* Your assignment: Reproduce, word for word, the section of the article below on newborn health in Maryland that opens with "Since 1990, the" and closes with "during the period.".

* Given text:
· · ·

WASHINGTON – Maryland babies get a healthier start than newborns in many other states, but Baltimore infants fare worse on average than babies in the nation’s 50 largest cities, according to a study released this week.
The study by Child Trends and Kids Count tracked eight measures of a healthy birth — including smoking during pregnancy, maternal education level and timeliness of prenatal care — between 1990 and 1998. Maryland did better than the national average on five out of eight measures in 1998.
But Baltimore, despite significant improvements in some areas, did worse than most other large cities in all eight categories and ranked dead last in two — the percent of newborns with low birth weight and the percent of babies born to teen mothers.
Advocates said the city’s poverty explains the difference.
“Concentrated poverty has a big impact on measures,” said William P. O’Hare, a researcher with Kids Count and an author of the study.
Dr. Diana Cheng, chief of Maternal Health at the state Department of Health and Mental Hygiene, said she was not “surprised by any of those numbers at all. It’s what I expected.”
What surprised some advocates was the fact Maryland was not doing better, given the state’s relative affluence.
“Maybe as rich as we are, we can afford to spend a little more money on these programs,” O’Hare said.
Since 1990, the first year included in the report, Maryland has done consistently worse than the national average on three measures of a healthy birth — percent of low birth-weight babies, percent of premature births and percent of births to unmarried women. The gap between the state and national averages has actually widened slightly for the first two measures during the period.
Cheng said premature and low-weight births are the variables that doctors worry about the most, because they are often linked with later health problems. Babies with very low birth weight are particularly at risk, she said. Although some thrive, many do not.
“We’re talking about a future of problems — learning disabilities, medical problems, too. . .so that’s a factor we really want to combat,” she said.
But Cheng said there may be some explanations besides poverty.
She said, for example, that more and more Maryland women are delaying childbirth and turning to reproductive technology to enhance fertility. Such technology often results in twins or triplets or more, with subsequently lower birth weights and shorter terms.
“With multiple gestations, you have more premature births,” said Cheng. “They just tend to deliver earlier, they don’t go to term. I think that’s why we’re having an uphill battle with low birth weight and premature babies.”
She said Maryland has a large number of fertility centers and that sophisticated hospitals in the Baltimore area make fertility treatments an attractive option for a growing number of Maryland women. Cheng noted that the number of births to women aged 35 in Maryland jumped from about 10 percent in 1990 to almost 17 percent in 1998.
Maryland has consistently done better than the national average on four of the report’s eight measures: prenatal care, percent of births to teens, smoking during pregnancy and births to mothers with less than a high school education. In 1995, it moved above the national average on a fifth measure — births to teens who were already mothers — and it has remained there since.
Still, advocates say that something needs to be done to address the disparity throughout the state, which has one of the nation’s highest median incomes.
“If we’re the wealthiest state in the nation, it seems to be that we ought to be able to do better,” said Carol Fanconi, a health policy specialist for Advocates for Children and Youth. “It seems to me to be a have and have-not story.”

· · ·

* Data extract:
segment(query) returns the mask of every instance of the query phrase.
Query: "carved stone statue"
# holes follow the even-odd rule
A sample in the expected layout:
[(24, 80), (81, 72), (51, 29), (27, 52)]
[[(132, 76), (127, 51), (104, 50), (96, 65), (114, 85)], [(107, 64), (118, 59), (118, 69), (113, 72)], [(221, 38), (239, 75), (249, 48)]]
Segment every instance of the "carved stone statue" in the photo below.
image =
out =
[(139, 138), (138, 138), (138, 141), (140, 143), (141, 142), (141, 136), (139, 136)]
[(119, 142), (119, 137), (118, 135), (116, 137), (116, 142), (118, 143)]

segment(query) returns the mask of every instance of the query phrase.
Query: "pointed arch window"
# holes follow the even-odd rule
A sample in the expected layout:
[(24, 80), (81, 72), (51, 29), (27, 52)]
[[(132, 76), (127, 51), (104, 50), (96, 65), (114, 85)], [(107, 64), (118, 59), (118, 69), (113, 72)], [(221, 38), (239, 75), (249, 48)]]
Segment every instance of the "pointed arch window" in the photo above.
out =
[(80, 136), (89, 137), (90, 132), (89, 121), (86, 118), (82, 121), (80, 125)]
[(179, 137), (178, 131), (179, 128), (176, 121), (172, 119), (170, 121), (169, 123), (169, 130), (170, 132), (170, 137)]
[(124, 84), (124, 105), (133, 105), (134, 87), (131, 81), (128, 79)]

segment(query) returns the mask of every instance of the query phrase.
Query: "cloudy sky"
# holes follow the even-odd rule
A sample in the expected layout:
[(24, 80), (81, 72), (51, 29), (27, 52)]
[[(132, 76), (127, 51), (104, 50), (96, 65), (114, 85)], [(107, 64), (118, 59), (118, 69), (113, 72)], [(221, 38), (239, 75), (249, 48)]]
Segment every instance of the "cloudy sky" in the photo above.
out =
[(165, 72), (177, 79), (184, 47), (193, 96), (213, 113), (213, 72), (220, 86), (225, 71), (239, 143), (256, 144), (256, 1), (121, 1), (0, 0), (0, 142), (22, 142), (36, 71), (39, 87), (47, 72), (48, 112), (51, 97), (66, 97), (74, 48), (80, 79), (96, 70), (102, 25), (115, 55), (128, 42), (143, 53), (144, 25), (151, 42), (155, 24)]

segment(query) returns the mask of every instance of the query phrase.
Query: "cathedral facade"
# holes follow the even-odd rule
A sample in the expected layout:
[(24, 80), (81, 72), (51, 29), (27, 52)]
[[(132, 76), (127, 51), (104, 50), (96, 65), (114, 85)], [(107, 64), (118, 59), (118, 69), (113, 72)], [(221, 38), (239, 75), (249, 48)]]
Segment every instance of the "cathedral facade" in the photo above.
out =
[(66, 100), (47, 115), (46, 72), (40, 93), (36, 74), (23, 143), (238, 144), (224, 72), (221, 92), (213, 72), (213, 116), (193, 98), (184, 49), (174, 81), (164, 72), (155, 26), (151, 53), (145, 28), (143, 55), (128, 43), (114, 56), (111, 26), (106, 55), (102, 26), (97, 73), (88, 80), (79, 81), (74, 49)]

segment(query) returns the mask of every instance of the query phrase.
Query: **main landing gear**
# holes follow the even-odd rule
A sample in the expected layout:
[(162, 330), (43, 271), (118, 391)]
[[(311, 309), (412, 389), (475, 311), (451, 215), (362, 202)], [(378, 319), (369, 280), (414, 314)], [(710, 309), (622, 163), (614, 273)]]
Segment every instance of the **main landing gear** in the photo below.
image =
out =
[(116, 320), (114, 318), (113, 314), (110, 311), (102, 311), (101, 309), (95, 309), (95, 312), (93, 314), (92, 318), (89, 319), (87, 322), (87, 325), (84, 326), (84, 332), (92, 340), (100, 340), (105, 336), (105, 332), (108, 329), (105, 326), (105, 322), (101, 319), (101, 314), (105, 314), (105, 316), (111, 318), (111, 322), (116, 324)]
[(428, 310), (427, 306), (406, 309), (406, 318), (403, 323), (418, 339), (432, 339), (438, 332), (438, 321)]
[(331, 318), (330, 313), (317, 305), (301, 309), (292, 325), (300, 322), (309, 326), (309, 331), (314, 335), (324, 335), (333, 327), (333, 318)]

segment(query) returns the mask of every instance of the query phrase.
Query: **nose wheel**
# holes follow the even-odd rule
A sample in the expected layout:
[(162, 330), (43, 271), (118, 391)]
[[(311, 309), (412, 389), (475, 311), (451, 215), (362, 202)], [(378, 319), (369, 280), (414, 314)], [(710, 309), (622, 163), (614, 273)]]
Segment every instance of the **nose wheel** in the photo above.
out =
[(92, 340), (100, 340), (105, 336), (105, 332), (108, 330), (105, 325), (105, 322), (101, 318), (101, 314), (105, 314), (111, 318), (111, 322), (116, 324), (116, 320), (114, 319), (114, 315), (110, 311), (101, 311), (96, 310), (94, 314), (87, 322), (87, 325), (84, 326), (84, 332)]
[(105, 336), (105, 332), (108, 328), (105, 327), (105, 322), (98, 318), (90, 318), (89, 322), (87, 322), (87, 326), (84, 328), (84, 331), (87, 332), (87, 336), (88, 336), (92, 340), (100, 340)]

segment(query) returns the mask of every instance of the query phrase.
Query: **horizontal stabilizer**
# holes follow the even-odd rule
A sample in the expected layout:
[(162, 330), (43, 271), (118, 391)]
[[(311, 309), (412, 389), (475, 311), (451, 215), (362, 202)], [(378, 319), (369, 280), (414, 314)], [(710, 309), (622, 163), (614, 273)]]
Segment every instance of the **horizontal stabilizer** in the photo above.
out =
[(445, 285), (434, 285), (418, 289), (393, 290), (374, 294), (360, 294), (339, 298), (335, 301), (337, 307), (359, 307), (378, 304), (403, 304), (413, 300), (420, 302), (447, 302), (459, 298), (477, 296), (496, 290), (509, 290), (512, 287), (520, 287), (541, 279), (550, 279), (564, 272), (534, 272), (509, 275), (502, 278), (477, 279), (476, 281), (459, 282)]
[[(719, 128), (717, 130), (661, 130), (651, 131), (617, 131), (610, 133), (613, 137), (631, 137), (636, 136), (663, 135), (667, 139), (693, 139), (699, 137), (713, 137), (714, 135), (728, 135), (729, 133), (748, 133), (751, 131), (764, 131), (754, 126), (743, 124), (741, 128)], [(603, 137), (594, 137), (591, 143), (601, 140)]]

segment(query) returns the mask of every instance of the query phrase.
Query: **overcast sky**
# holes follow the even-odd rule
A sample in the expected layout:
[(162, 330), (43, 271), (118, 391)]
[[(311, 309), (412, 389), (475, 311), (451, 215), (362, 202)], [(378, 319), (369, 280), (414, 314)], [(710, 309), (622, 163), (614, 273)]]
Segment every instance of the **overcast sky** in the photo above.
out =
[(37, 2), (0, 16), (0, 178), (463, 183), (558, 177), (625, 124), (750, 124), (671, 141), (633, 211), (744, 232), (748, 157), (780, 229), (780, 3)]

· · ·

* Task answer:
Since 1990, the first year included in the report, Maryland has done consistently worse than the national average on three measures of a healthy birth — percent of low birth-weight babies, percent of premature births and percent of births to unmarried women. The gap between the state and national averages has actually widened slightly for the first two measures during the period.